## [Job]
Reproduce every line of all the entries below, keeping their wording intact, and shift each coordinate in the answers by -89.

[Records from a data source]
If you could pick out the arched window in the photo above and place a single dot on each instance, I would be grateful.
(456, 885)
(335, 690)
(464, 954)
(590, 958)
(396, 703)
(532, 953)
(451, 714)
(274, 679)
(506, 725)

## [Finished answer]
If you could pick out the arched window in the photo above and place a single dot on each instance, I would be grateful.
(367, 796)
(246, 601)
(375, 865)
(501, 869)
(307, 614)
(443, 864)
(362, 625)
(185, 590)
(417, 636)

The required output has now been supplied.